### Фрагмент документа

---+---

Представьте себе леди Макбет, которая изо всех сил внушает мужу «Ты достоин быть королем», и она уверена в правоте своих слов, в таланте и воле мужчины, в которого когда-то влюбилась до потери пульса, а он дает ей понять, что на свете есть множество более интересных и важных вещей, чем карьера. Разочарование Марты тем глубже, что Джорджу для того, чтобы унаследовать от тестя пост ректора, не надо никого убивать и вообще не надо совершать больше подлостей, чем это принято в обществе.

Сцена из спектакля
«Кто боится Вирджинии Вульф?».
Фото С. Вахура

Сцена из спектакля «Кто боится Вирджинии Вульф?». Фото С. Вахура

В исполнении Эпп Ээспяэв Марта предстает по- настоящему женственной, глубоко переживающей свое разочарование в муже, в собственной жизни, — жестокие игры воображения позволяют ей на время переселяться в виртуальный мир. Там бушуют не менее бурные страсти, только там Марта — с согласия Джорджа — создает иллюзию… хотя бы того, что у них с Джорджем есть взрослый сын…

Джордж. Мы все сдираем этикетки, а когда проникаешь сквозь кожу, сквозь все ее три слоя, сквозь мышцы, отшвыриваешь прочь органы, которые еще не окаменели, и добираешься до костяка… тогда знаете, что надо делать дальше?

Хани. Нет…

Джордж. До костяка добрались, но это еще полдела. В костях кое-что есть… там костный мозг… вот до него и нужно добраться.

Именно этим — сдиранием этикеток, попыткой добраться до костного мозга — занимаются герои спектакля.

Чтобы разрушить иллюзию, надо сначала поверить в нее.

Впервые за все виденные «Вирджинии Вульф» мне вдруг показалось, что сын Марты и Джорджа действительно существовал и погиб в автокатастрофе: в диалогах физически ощущалось его присутствие. Актеры проживали до конца каждый момент, каждый эпизод; знание финала не мешало им всякий раз существовать в настоящем времени.

---+---

### Исходные данные

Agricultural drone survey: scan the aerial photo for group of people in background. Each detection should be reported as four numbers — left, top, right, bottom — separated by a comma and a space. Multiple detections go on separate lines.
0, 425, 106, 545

---+---

### Обязательные задания
1. Ответьте на вопросы по фрагменту документа, помечая ответы так же, как вопросы.
(a) Какой пост Джордж мог бы унаследовать от тестя?
(b) Какая актриса играет Марту?
(c) До чего, по словам Джорджа, нужно добраться в костях?
2. Верните, пожалуйста, точную копию отрывка из фрагмента документа, начиная со слов «Джордж. До костяка добрались, но это» и далее вплоть до слов «существовать в настоящем времени.».

### Ответы по порядку
1.
(a) Пост ректора.
(b) Эпп Ээспяэв.
(c) До костного мозга.

2.
Джордж. До костяка добрались, но это еще полдела. В костях кое-что есть… там костный мозг… вот до него и нужно добраться.

Именно этим — сдиранием этикеток, попыткой добраться до костного мозга — занимаются герои спектакля.

Чтобы разрушить иллюзию, надо сначала поверить в нее.

Впервые за все виденные «Вирджинии Вульф» мне вдруг показалось, что сын Марты и Джорджа действительно существовал и погиб в автокатастрофе: в диалогах физически ощущалось его присутствие. Актеры проживали до конца каждый момент, каждый эпизод; знание финала не мешало им всякий раз существовать в настоящем времени.